### TASK ITEM
Without the pictures, repeat all of the data exactly as it appears below.

-- MATERIAL SHOWN follows --

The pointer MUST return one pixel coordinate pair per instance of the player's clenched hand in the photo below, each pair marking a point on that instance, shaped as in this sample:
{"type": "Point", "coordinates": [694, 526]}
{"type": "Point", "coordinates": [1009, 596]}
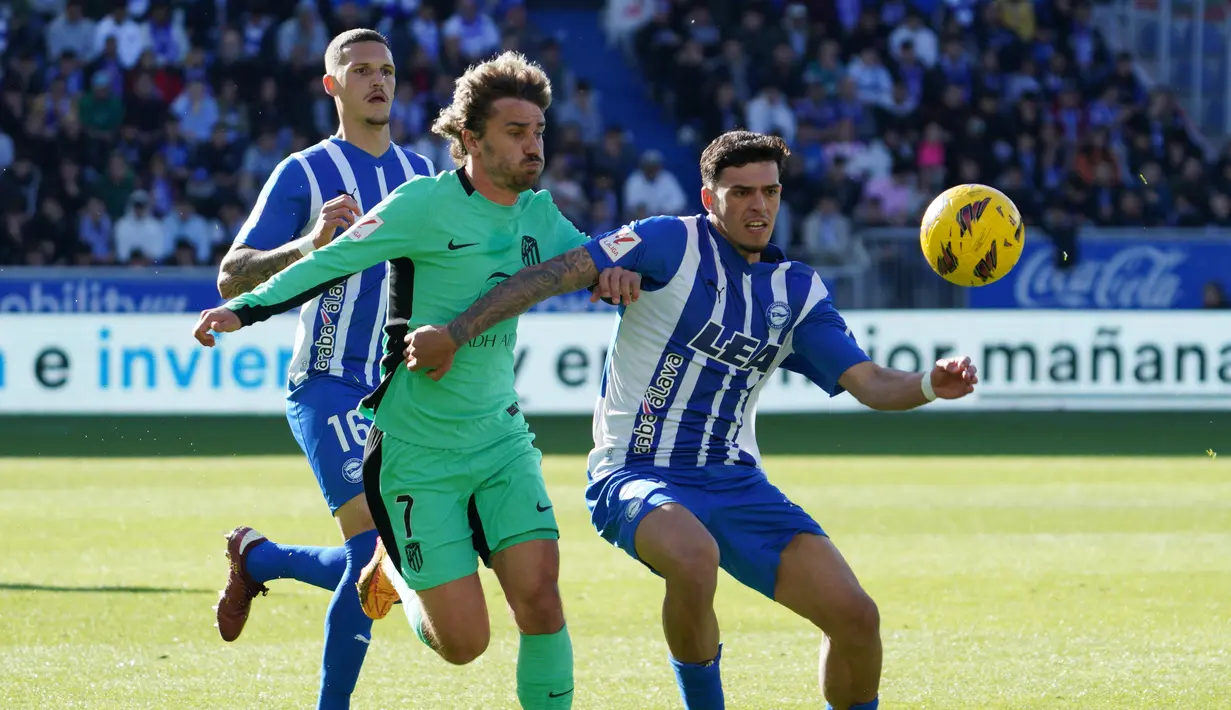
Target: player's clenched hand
{"type": "Point", "coordinates": [337, 213]}
{"type": "Point", "coordinates": [618, 287]}
{"type": "Point", "coordinates": [218, 320]}
{"type": "Point", "coordinates": [430, 350]}
{"type": "Point", "coordinates": [954, 378]}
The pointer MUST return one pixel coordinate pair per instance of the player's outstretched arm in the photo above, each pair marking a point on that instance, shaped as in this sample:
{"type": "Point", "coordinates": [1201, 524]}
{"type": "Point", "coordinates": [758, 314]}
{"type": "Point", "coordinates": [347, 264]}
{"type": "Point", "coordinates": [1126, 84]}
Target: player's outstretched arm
{"type": "Point", "coordinates": [431, 347]}
{"type": "Point", "coordinates": [245, 267]}
{"type": "Point", "coordinates": [886, 389]}
{"type": "Point", "coordinates": [571, 271]}
{"type": "Point", "coordinates": [366, 244]}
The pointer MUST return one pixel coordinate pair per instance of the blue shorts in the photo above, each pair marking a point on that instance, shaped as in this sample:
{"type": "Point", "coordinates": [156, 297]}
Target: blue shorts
{"type": "Point", "coordinates": [325, 420]}
{"type": "Point", "coordinates": [749, 517]}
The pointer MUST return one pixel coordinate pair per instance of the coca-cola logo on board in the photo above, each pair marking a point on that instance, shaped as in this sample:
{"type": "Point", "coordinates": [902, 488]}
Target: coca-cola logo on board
{"type": "Point", "coordinates": [1133, 277]}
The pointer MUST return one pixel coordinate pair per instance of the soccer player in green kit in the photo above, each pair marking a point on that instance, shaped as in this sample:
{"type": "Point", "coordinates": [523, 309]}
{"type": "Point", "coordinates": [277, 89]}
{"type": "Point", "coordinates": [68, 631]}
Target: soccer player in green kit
{"type": "Point", "coordinates": [449, 468]}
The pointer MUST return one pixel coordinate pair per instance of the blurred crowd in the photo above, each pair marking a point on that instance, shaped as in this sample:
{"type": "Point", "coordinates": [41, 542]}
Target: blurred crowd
{"type": "Point", "coordinates": [885, 105]}
{"type": "Point", "coordinates": [140, 132]}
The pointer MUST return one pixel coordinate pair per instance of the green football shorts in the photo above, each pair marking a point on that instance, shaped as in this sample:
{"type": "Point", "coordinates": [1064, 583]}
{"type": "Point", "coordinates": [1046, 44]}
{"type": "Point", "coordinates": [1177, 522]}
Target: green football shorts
{"type": "Point", "coordinates": [438, 511]}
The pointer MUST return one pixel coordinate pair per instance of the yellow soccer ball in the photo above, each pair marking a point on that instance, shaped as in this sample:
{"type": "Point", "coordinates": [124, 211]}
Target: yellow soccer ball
{"type": "Point", "coordinates": [971, 235]}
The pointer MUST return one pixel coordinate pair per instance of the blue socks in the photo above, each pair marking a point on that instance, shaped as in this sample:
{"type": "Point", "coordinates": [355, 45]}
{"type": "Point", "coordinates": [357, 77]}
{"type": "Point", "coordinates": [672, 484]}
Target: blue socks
{"type": "Point", "coordinates": [701, 684]}
{"type": "Point", "coordinates": [870, 705]}
{"type": "Point", "coordinates": [347, 629]}
{"type": "Point", "coordinates": [316, 566]}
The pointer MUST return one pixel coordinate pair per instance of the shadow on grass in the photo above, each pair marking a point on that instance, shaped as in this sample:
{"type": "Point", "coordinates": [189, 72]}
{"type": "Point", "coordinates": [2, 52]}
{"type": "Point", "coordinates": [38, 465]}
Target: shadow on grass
{"type": "Point", "coordinates": [17, 587]}
{"type": "Point", "coordinates": [873, 433]}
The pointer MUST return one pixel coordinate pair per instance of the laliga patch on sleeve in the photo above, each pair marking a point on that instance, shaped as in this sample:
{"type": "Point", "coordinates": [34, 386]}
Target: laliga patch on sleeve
{"type": "Point", "coordinates": [366, 228]}
{"type": "Point", "coordinates": [618, 244]}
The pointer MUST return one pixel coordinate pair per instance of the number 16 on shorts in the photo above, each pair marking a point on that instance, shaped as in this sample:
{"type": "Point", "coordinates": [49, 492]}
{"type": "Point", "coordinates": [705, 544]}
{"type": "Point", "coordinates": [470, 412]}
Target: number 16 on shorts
{"type": "Point", "coordinates": [355, 433]}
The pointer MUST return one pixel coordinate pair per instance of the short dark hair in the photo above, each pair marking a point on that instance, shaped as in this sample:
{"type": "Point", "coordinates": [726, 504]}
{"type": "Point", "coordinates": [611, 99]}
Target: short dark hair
{"type": "Point", "coordinates": [740, 148]}
{"type": "Point", "coordinates": [506, 76]}
{"type": "Point", "coordinates": [334, 52]}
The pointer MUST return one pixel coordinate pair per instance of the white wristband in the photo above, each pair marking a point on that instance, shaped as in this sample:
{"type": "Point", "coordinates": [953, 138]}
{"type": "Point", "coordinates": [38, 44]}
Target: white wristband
{"type": "Point", "coordinates": [307, 245]}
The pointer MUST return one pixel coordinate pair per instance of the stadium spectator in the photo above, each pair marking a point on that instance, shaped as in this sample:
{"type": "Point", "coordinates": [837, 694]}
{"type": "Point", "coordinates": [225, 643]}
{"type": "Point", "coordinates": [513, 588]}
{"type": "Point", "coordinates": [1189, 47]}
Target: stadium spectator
{"type": "Point", "coordinates": [882, 103]}
{"type": "Point", "coordinates": [651, 188]}
{"type": "Point", "coordinates": [139, 233]}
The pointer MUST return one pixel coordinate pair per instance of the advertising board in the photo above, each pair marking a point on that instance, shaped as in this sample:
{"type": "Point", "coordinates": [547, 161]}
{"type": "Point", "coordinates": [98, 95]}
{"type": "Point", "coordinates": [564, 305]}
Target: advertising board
{"type": "Point", "coordinates": [1027, 361]}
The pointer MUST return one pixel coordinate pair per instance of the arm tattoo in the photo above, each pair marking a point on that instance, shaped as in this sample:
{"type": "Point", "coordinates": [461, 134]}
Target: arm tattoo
{"type": "Point", "coordinates": [245, 268]}
{"type": "Point", "coordinates": [565, 273]}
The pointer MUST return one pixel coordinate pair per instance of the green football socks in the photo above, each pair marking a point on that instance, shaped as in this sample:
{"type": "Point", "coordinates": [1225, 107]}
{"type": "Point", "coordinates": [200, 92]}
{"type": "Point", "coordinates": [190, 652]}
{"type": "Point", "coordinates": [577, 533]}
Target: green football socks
{"type": "Point", "coordinates": [544, 671]}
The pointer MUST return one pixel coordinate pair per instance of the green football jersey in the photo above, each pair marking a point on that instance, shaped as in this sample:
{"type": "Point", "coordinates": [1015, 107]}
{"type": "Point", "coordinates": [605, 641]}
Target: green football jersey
{"type": "Point", "coordinates": [446, 245]}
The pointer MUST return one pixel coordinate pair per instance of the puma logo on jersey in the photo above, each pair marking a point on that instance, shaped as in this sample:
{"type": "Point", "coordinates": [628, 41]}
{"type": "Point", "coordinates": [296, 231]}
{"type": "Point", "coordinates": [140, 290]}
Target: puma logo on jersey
{"type": "Point", "coordinates": [366, 228]}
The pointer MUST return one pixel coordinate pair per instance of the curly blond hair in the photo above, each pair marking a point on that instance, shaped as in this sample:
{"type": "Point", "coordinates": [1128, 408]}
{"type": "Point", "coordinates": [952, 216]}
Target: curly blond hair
{"type": "Point", "coordinates": [506, 76]}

-- MATERIAL SHOWN concluded --

### SOLUTION TO THIS PROBLEM
The pointer MUST return one pixel coordinate pair per instance of the player's clenched hand in the photo below, each pair marking a point on that instance, shaped as in this sample:
{"type": "Point", "coordinates": [694, 526]}
{"type": "Point", "coordinates": [1009, 596]}
Target: player's clenched hand
{"type": "Point", "coordinates": [337, 213]}
{"type": "Point", "coordinates": [618, 287]}
{"type": "Point", "coordinates": [218, 320]}
{"type": "Point", "coordinates": [430, 350]}
{"type": "Point", "coordinates": [954, 378]}
The pointer MUST return one pixel coordinate pair per instance of the player's outstretched arm in the photo above, each pair marking a point on that instance, shaped as in this sample:
{"type": "Point", "coordinates": [1201, 524]}
{"type": "Point", "coordinates": [758, 314]}
{"type": "Point", "coordinates": [347, 264]}
{"type": "Point", "coordinates": [1126, 84]}
Target: player's outstretched arm
{"type": "Point", "coordinates": [431, 347]}
{"type": "Point", "coordinates": [245, 267]}
{"type": "Point", "coordinates": [886, 389]}
{"type": "Point", "coordinates": [571, 271]}
{"type": "Point", "coordinates": [366, 244]}
The pointer MUST return one pixel coordinate pair per instance of the blue shorts in the photo above, each pair marking a point on that instance, shaped as in this sample:
{"type": "Point", "coordinates": [156, 297]}
Target: blue shorts
{"type": "Point", "coordinates": [325, 420]}
{"type": "Point", "coordinates": [749, 517]}
The pointer MUST return one pixel coordinate pair per instance of the coca-cola logo on board in the photo above, each pair marking a point on that instance, shaped as in this sample:
{"type": "Point", "coordinates": [902, 488]}
Target: coca-cola logo on board
{"type": "Point", "coordinates": [1133, 277]}
The pointer MUST return one pixel coordinate pair per instance of the soccer player in green kit in the photo above, each pair marking a point on that instance, shaped as in this sample:
{"type": "Point", "coordinates": [523, 309]}
{"type": "Point", "coordinates": [277, 89]}
{"type": "Point", "coordinates": [68, 631]}
Target: soccer player in green kit
{"type": "Point", "coordinates": [449, 468]}
The pointer MUST return one pixel coordinate pair per instance of the blurred crowd in the photo above, each pair marking a point on that instance, shaped as in this sample:
{"type": "Point", "coordinates": [41, 542]}
Target: blurred crowd
{"type": "Point", "coordinates": [885, 105]}
{"type": "Point", "coordinates": [140, 132]}
The pointer MUST return one pixel coordinate pair per instance of the green football shorts in the photo above, each pair marking a point on that instance, shaped as in this sample:
{"type": "Point", "coordinates": [1064, 583]}
{"type": "Point", "coordinates": [1046, 44]}
{"type": "Point", "coordinates": [1177, 522]}
Target: green football shorts
{"type": "Point", "coordinates": [438, 511]}
The pointer MUST return one pixel coordinate pair per instance of the yellow soccer ball in the photo above, each pair marking a point on that instance, shaped as in this sample:
{"type": "Point", "coordinates": [124, 211]}
Target: yellow soccer ball
{"type": "Point", "coordinates": [971, 235]}
The pointer MUST return one pixel coordinate pair per instance of the blue socks in the photo above, each pair marking a point on that instance, shaped as in this sample:
{"type": "Point", "coordinates": [355, 45]}
{"type": "Point", "coordinates": [357, 77]}
{"type": "Point", "coordinates": [672, 484]}
Target: blue socks
{"type": "Point", "coordinates": [701, 684]}
{"type": "Point", "coordinates": [870, 705]}
{"type": "Point", "coordinates": [347, 629]}
{"type": "Point", "coordinates": [316, 566]}
The pointer MUST return one pixel coordinate pair per instance of the shadow on grass in the photo above, each pair marking a point on that instance, shaped as in this sample:
{"type": "Point", "coordinates": [189, 72]}
{"type": "Point", "coordinates": [2, 52]}
{"type": "Point", "coordinates": [38, 465]}
Target: shadow on grass
{"type": "Point", "coordinates": [17, 587]}
{"type": "Point", "coordinates": [873, 433]}
The pointer MUST return one pixel coordinate pair per instance of the laliga patch on sleeve in the photo above, each pair marking a point on that instance, shaped as in this sample:
{"type": "Point", "coordinates": [34, 386]}
Target: laliga patch on sleeve
{"type": "Point", "coordinates": [366, 228]}
{"type": "Point", "coordinates": [618, 244]}
The pointer MUST return one pixel coordinate pair per instance of the number 16 on shorts in the photo above, each pair marking a point on that instance, shaped as in this sample:
{"type": "Point", "coordinates": [49, 492]}
{"type": "Point", "coordinates": [705, 544]}
{"type": "Point", "coordinates": [470, 412]}
Target: number 16 on shorts
{"type": "Point", "coordinates": [355, 433]}
The pointer MUST return one pixel coordinate pair per instance of the short dark hair in the photo above, each pair marking a point on that instance, shaped as in this sample:
{"type": "Point", "coordinates": [726, 504]}
{"type": "Point", "coordinates": [611, 99]}
Target: short dark hair
{"type": "Point", "coordinates": [740, 148]}
{"type": "Point", "coordinates": [506, 76]}
{"type": "Point", "coordinates": [334, 52]}
The pointer MUST return one pixel coordinate pair per instance of the white wristband in the photo above, each pair marking a point on that instance, shaped as in this sample:
{"type": "Point", "coordinates": [953, 138]}
{"type": "Point", "coordinates": [38, 44]}
Target: white wristband
{"type": "Point", "coordinates": [307, 245]}
The pointer MUST return one pixel coordinate pair per instance of the stadium spectator in the photo above, each pair marking a point on that instance, shaped as in this sample:
{"type": "Point", "coordinates": [837, 694]}
{"type": "Point", "coordinates": [225, 643]}
{"type": "Point", "coordinates": [513, 588]}
{"type": "Point", "coordinates": [1189, 47]}
Target: stadium spectator
{"type": "Point", "coordinates": [882, 103]}
{"type": "Point", "coordinates": [651, 188]}
{"type": "Point", "coordinates": [139, 233]}
The pointer MUST return one pixel coordinate pair per instance of the advertising board in the photo above, each pair marking a point on that instance, shaped as in this sample:
{"type": "Point", "coordinates": [547, 161]}
{"type": "Point", "coordinates": [98, 95]}
{"type": "Point", "coordinates": [564, 305]}
Target: advertising board
{"type": "Point", "coordinates": [1027, 361]}
The pointer MUST return one pixel coordinate pair per instance of the arm tattoo in the photo above, each pair marking a point on that instance, shaped as in this sample:
{"type": "Point", "coordinates": [461, 134]}
Target: arm tattoo
{"type": "Point", "coordinates": [245, 268]}
{"type": "Point", "coordinates": [565, 273]}
The pointer MUST return one pixel coordinate pair per instance of the green football socks in the photo above, each pair marking a point on that instance, shaped as in this sample:
{"type": "Point", "coordinates": [1225, 107]}
{"type": "Point", "coordinates": [200, 92]}
{"type": "Point", "coordinates": [190, 652]}
{"type": "Point", "coordinates": [577, 533]}
Target: green football socks
{"type": "Point", "coordinates": [544, 671]}
The pointer MUST return one pixel coordinate pair per instance of the green football jersey in the photo above, each pair marking a point on that instance, shaped as in this sample:
{"type": "Point", "coordinates": [1015, 107]}
{"type": "Point", "coordinates": [605, 641]}
Target: green football jersey
{"type": "Point", "coordinates": [446, 245]}
The pointer MUST return one pixel coordinate pair per instance of the puma logo on jersey in the photo above, each pair marking a point on that instance, shaped as in this sample:
{"type": "Point", "coordinates": [628, 41]}
{"type": "Point", "coordinates": [296, 231]}
{"type": "Point", "coordinates": [140, 290]}
Target: puma logo on jersey
{"type": "Point", "coordinates": [366, 228]}
The pointer MUST return one pixel coordinate pair per instance of the curly blond hair in the photo above, each pair marking a point on that instance, shaped as in this sample:
{"type": "Point", "coordinates": [1128, 408]}
{"type": "Point", "coordinates": [952, 216]}
Target: curly blond hair
{"type": "Point", "coordinates": [506, 76]}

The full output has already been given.